__Required action 1__
Answer these questions about the text on pre-charge bail, one per line:
(a) Under Model B, what share of sexual offenses could the 9-month Superintendent limit be expected to capture?
(b) In Model C, what percentage of rape offenses resulting in a charge would still require magistrate authorization?
(c) What is it called when individuals are interviewed voluntarily?

__Text under study__

· · · · · · ·

To understand the potential impact of the proposed models, we have compared each against the data set out above on the length of investigations for different offence types.

Model A would require frequent authorisations by magistrates for complex cases such as sexual offences, as more than 6 months will often be required for investigation to conclude. Model A would however capture most of the violence and drug offences and low-level offences within the initial or first bail extension period.

Model B would require fewer authorisations by magistrates in comparison to model A as the 9-month Superintendent limit could expect to capture at least 70% of sexual offences with magistrate approval only required in 30% of cases.

Model C would require the fewest magistrate authorisations of the three models. However, magistrate authorisations would still be required in 36% of all rape offences resulting in a charge, compared to the 47% in model B. This suggests the addition of a Superintendent bail extension up to 12-months would not significantly reduce the number of complex cases that require magistrate oversight.

Models B and C would both capture most crimes without requiring judicial oversight. However, some serious and complex offences such as rape would still require magistrate authorisations of extensions to pre-charge bail in a large proportion of investigations in both models.

Questions

Q5: Please rank the options below in order of preference (1st, 2nd , 3 rd and 4 th).

Current model Model A Model B Model C
       

Q6. Do you have any other comments? For example, do you have a different proposal or are there circumstances in which the proposed timescales would not be appropriate? (250 words)




Non-bail investigations

Issues

Prior to 2017, all individuals released after arrest while investigations continued were released on pre-charge bail. Reforms enabled individuals under investigation to be released without bail instead, known as “released under investigation” or RUI.

Not all individuals on RUI have been arrested, it has become increasingly common for individuals to be interviewed voluntarily. This is known as Voluntary Attendance (VA). We therefore use the terminology “non-bail” to refer to investigations when pre-charge bail is not used, including cases where the individual may not have been arrested but is still under investigation.

As stated previously, we believe the 2017 reforms disincentivised the use of pre-charge bail which has led to the fall in the use of bail and the subsequent rise in the use of RUI and other non-bail investigations. RUI and other non-bail investigations are not subject to the same statutory framework as pre-charge bail. This means there are no timescales or oversight set out in legislation.

· · · · · · ·

__Extracted entries__

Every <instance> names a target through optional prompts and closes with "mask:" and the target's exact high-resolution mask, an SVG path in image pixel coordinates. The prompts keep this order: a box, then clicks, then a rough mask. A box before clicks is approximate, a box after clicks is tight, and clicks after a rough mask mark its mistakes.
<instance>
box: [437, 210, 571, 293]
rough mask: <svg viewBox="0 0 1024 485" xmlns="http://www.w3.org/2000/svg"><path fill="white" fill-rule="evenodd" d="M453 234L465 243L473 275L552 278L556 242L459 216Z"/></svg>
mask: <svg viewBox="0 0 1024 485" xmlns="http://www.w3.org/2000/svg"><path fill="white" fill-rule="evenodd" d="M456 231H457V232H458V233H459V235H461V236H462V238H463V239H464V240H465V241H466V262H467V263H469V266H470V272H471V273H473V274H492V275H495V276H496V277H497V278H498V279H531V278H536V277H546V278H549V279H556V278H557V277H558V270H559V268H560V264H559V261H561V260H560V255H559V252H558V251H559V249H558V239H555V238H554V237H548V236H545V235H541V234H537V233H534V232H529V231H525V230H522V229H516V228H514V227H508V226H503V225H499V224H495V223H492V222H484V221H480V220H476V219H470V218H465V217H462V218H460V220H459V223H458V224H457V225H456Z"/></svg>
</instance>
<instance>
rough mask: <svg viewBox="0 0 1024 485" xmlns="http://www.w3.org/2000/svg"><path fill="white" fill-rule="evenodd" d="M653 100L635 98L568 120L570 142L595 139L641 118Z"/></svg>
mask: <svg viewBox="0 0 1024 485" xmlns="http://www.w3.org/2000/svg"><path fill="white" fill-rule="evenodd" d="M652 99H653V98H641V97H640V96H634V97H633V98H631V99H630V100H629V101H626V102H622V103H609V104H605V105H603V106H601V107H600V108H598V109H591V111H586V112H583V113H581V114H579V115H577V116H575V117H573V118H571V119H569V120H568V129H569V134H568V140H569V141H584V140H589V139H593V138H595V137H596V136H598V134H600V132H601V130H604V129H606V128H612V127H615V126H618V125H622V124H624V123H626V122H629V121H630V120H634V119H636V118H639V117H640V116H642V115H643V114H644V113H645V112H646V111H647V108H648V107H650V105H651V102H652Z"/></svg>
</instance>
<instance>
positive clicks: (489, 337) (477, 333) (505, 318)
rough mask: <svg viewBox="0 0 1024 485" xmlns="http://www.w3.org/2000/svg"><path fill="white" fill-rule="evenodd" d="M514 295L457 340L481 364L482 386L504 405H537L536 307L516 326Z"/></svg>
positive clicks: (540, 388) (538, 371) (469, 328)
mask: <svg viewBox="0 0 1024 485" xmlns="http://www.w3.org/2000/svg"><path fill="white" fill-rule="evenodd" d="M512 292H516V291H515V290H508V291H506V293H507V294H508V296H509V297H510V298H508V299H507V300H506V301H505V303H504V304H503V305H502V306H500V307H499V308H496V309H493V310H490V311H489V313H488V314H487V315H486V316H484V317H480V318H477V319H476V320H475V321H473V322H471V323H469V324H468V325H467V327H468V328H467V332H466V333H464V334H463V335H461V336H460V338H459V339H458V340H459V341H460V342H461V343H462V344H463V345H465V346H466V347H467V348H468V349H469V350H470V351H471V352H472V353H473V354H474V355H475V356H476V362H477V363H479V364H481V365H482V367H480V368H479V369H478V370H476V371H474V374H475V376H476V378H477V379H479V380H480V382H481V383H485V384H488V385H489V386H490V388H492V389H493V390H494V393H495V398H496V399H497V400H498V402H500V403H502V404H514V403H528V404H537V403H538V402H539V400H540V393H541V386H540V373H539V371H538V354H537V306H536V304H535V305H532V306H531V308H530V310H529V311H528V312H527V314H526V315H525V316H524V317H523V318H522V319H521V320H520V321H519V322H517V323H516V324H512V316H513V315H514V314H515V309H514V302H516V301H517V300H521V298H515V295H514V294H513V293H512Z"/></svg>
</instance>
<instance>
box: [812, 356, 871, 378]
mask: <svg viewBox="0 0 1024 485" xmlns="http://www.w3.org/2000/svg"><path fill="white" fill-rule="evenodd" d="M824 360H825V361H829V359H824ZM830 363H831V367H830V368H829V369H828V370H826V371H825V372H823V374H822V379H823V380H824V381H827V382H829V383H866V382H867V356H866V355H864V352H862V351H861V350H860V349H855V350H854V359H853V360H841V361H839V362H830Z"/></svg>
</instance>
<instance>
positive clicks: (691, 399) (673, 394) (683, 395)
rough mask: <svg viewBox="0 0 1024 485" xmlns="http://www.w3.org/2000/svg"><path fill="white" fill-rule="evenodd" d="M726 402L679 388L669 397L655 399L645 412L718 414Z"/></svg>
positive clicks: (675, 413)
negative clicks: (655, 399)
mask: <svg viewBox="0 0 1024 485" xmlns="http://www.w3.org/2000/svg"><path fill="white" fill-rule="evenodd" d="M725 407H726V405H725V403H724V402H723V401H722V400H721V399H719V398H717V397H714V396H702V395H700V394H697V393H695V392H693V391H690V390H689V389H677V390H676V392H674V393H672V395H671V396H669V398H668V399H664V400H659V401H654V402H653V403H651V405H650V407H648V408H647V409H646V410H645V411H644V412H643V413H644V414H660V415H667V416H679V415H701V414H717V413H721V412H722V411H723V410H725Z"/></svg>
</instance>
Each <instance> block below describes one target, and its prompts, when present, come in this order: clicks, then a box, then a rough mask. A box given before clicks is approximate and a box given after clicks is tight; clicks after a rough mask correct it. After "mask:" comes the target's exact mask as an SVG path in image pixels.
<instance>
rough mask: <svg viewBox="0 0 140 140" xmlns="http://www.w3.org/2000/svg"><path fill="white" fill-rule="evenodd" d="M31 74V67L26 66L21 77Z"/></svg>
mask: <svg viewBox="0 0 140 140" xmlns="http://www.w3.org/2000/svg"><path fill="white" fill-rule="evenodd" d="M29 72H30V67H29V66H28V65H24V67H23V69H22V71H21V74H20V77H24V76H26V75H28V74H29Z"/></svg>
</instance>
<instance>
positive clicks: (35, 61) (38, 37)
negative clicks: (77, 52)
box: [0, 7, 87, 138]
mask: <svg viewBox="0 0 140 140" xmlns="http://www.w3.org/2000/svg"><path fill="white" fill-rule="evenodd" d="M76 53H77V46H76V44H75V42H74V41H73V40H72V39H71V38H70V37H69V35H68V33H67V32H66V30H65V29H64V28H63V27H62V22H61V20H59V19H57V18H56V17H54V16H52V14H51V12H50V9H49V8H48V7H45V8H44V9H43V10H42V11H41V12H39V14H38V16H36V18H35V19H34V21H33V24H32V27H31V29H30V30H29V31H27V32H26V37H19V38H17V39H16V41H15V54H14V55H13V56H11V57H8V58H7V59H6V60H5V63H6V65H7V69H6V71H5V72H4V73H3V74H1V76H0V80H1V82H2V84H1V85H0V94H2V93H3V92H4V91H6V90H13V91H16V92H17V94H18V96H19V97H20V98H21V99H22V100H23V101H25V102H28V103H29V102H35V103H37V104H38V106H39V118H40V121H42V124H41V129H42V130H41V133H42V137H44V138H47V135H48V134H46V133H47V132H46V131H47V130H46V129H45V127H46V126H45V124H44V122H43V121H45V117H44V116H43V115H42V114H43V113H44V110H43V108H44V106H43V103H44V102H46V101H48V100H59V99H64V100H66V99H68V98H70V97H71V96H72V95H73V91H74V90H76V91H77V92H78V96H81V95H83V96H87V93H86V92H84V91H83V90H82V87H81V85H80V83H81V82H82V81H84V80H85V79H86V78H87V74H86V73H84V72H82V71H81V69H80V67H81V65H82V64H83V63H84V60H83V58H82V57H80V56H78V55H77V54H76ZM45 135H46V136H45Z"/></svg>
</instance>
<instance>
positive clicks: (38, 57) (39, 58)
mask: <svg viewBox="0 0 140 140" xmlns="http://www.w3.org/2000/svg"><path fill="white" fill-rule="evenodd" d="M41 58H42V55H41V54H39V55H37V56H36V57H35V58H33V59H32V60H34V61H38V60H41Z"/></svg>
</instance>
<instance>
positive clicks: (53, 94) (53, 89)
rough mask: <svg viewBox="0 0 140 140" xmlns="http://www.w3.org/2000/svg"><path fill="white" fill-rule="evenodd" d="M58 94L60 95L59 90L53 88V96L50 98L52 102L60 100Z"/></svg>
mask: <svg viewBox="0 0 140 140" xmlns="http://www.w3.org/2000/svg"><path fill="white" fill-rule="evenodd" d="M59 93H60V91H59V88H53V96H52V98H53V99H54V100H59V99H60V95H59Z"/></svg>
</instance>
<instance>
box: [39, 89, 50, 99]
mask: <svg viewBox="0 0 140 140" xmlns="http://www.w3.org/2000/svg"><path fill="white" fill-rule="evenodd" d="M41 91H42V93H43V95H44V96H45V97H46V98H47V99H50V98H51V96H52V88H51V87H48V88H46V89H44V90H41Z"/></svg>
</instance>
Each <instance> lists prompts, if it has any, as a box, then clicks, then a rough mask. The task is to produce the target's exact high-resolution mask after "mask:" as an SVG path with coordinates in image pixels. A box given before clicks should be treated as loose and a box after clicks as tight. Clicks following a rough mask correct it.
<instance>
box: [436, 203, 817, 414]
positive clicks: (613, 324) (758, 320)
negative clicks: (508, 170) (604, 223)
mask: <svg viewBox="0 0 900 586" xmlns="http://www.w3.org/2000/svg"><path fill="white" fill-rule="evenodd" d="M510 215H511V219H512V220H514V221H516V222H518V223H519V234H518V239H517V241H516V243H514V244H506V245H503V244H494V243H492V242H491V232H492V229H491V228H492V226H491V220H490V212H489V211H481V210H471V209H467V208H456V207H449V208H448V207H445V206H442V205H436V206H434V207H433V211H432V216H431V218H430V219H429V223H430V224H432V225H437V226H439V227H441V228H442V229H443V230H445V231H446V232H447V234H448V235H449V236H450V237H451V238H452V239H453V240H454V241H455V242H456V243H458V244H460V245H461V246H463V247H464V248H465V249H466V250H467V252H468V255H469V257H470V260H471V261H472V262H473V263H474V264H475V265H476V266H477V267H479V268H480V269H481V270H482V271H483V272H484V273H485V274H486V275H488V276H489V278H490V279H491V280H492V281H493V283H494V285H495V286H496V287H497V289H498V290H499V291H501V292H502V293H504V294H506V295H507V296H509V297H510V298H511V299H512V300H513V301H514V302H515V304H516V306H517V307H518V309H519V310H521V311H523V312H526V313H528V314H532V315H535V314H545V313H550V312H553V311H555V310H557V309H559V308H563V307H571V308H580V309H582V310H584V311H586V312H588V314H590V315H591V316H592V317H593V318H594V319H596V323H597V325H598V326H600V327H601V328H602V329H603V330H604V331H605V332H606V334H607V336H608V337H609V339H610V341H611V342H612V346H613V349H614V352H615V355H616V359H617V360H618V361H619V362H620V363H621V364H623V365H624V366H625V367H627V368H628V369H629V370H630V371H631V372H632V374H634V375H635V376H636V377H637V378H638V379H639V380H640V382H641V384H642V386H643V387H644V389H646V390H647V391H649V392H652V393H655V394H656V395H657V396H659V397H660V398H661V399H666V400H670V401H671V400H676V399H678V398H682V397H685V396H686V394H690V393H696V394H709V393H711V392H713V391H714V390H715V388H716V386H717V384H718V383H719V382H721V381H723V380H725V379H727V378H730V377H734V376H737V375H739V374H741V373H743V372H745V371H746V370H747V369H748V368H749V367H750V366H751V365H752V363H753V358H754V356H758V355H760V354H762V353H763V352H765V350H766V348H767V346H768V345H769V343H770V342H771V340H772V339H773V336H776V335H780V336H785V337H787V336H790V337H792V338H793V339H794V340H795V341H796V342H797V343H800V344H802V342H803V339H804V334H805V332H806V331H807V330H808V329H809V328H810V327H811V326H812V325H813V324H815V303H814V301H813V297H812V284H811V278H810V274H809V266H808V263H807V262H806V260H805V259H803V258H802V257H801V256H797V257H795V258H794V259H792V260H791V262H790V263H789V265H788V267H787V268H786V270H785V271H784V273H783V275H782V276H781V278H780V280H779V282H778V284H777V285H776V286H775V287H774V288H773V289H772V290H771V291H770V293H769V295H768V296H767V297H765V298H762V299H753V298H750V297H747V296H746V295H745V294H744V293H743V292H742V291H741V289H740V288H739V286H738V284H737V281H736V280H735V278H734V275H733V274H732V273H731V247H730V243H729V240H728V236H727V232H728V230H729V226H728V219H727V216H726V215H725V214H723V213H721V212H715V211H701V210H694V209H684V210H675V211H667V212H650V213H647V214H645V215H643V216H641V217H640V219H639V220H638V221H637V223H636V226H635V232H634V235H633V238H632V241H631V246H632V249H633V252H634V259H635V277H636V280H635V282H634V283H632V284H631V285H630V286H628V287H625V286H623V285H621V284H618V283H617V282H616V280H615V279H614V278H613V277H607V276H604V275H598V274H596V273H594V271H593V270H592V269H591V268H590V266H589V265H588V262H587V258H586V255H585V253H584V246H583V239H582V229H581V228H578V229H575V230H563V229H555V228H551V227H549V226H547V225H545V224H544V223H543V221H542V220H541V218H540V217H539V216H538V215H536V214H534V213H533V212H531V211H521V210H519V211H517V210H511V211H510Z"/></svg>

· · · · · · ·

__Required action 2__
Which lines of the entries contain the string "positive"? Report each of them, treating case as significant.

__Output 1__
(a) At least 70%
(b) 36%
(c) Voluntary Attendance (VA)

__Output 2__
positive clicks: (489, 337) (477, 333) (505, 318)
positive clicks: (540, 388) (538, 371) (469, 328)
positive clicks: (691, 399) (673, 394) (683, 395)
positive clicks: (675, 413)
positive clicks: (35, 61) (38, 37)
positive clicks: (38, 57) (39, 58)
positive clicks: (53, 94) (53, 89)
positive clicks: (613, 324) (758, 320)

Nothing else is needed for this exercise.